● **RECORDS**
----------------

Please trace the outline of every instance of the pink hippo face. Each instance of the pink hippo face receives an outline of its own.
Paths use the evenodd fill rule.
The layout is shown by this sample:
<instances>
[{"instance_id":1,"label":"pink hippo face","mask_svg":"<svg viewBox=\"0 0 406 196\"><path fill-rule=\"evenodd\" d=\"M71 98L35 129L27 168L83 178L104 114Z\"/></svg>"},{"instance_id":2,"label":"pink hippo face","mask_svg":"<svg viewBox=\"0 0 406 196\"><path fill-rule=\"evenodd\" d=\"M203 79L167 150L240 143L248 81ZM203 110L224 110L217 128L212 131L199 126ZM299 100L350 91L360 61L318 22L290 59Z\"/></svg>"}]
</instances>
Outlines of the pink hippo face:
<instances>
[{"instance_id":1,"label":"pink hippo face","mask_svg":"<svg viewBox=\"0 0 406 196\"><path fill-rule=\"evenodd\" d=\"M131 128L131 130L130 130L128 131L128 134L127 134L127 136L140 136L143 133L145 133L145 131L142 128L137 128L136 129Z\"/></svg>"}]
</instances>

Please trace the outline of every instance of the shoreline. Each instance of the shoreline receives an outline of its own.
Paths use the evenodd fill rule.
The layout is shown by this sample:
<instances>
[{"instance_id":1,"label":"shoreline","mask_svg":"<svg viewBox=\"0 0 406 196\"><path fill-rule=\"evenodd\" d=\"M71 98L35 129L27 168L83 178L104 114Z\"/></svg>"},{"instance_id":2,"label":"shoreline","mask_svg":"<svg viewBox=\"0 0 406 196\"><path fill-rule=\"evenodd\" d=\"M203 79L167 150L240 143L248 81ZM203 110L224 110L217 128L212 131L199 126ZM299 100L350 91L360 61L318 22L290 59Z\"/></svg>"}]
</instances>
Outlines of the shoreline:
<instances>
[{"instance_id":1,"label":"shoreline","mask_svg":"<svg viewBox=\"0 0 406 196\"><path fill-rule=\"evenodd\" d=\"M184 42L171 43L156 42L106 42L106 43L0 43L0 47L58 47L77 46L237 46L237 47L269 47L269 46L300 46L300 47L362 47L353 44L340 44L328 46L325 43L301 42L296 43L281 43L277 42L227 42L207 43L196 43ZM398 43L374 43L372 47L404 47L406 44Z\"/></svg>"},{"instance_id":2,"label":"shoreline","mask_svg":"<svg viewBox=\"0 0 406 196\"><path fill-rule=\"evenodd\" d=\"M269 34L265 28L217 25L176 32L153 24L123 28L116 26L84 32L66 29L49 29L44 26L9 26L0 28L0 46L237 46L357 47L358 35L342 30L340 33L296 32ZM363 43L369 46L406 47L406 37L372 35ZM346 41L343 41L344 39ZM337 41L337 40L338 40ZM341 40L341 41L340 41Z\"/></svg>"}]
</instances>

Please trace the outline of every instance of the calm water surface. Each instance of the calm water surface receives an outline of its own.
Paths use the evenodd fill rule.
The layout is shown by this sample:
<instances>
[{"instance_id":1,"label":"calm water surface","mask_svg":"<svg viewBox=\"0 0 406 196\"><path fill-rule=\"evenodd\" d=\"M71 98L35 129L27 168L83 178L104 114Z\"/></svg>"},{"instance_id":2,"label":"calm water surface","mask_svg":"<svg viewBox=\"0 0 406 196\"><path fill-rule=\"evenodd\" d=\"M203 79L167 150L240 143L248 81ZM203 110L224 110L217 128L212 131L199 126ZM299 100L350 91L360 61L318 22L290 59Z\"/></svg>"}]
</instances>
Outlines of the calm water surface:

----------------

● **THE TASK**
Recopy the entries above in their entirety, exactly.

● **WRITTEN RESPONSE**
Please trace the outline of every instance of the pink hippo face. Each instance of the pink hippo face receives an outline of its own.
Paths use the evenodd fill rule.
The layout is shown by this sample:
<instances>
[{"instance_id":1,"label":"pink hippo face","mask_svg":"<svg viewBox=\"0 0 406 196\"><path fill-rule=\"evenodd\" d=\"M71 98L35 129L27 168L83 178L104 114Z\"/></svg>"},{"instance_id":2,"label":"pink hippo face","mask_svg":"<svg viewBox=\"0 0 406 196\"><path fill-rule=\"evenodd\" d=\"M203 79L167 150L240 143L248 81ZM203 110L224 110L217 128L212 131L199 126ZM299 100L350 91L360 61L318 22L290 59Z\"/></svg>"}]
</instances>
Outlines of the pink hippo face:
<instances>
[{"instance_id":1,"label":"pink hippo face","mask_svg":"<svg viewBox=\"0 0 406 196\"><path fill-rule=\"evenodd\" d=\"M131 128L131 130L130 130L128 131L128 134L127 134L127 136L140 136L143 133L145 133L145 131L142 128L137 128L136 129Z\"/></svg>"}]
</instances>

Please trace the outline of every instance of the shoreline. Each instance of the shoreline receives an outline of its own.
Paths use the evenodd fill rule.
The layout is shown by this sample:
<instances>
[{"instance_id":1,"label":"shoreline","mask_svg":"<svg viewBox=\"0 0 406 196\"><path fill-rule=\"evenodd\" d=\"M71 98L35 129L27 168L83 178L104 114Z\"/></svg>"},{"instance_id":2,"label":"shoreline","mask_svg":"<svg viewBox=\"0 0 406 196\"><path fill-rule=\"evenodd\" d=\"M203 79L167 150L240 143L248 81ZM203 110L224 110L217 128L212 131L199 126ZM299 100L350 91L360 61L318 22L290 59Z\"/></svg>"}]
</instances>
Outlines of the shoreline:
<instances>
[{"instance_id":1,"label":"shoreline","mask_svg":"<svg viewBox=\"0 0 406 196\"><path fill-rule=\"evenodd\" d=\"M184 42L171 43L156 42L106 42L106 43L0 43L0 47L58 47L77 46L237 46L237 47L269 47L269 46L300 46L300 47L362 47L353 44L340 44L328 46L325 43L301 42L296 43L281 43L277 42L227 42L207 43L196 43ZM398 43L374 43L372 47L404 47L406 44Z\"/></svg>"},{"instance_id":2,"label":"shoreline","mask_svg":"<svg viewBox=\"0 0 406 196\"><path fill-rule=\"evenodd\" d=\"M269 34L265 28L217 25L176 32L153 24L123 28L116 26L84 32L66 29L49 29L44 26L9 26L0 28L0 46L237 46L357 47L358 35L342 30L340 33L296 32ZM363 43L369 46L406 47L406 37L372 35ZM346 41L343 41L344 39ZM337 41L337 40L338 40ZM341 40L341 41L340 41Z\"/></svg>"}]
</instances>

Please trace the outline of every instance of the calm water surface. Each instance of the calm water surface receives an outline of its own.
Paths use the evenodd fill rule.
The layout is shown by this sample:
<instances>
[{"instance_id":1,"label":"calm water surface","mask_svg":"<svg viewBox=\"0 0 406 196\"><path fill-rule=\"evenodd\" d=\"M71 98L35 129L27 168L83 178L104 114Z\"/></svg>"},{"instance_id":2,"label":"calm water surface","mask_svg":"<svg viewBox=\"0 0 406 196\"><path fill-rule=\"evenodd\" d=\"M203 79L167 150L240 143L248 81ZM203 110L224 110L217 128L212 131L199 126ZM299 100L350 91L360 61L318 22L290 59Z\"/></svg>"}]
</instances>
Outlines of the calm water surface:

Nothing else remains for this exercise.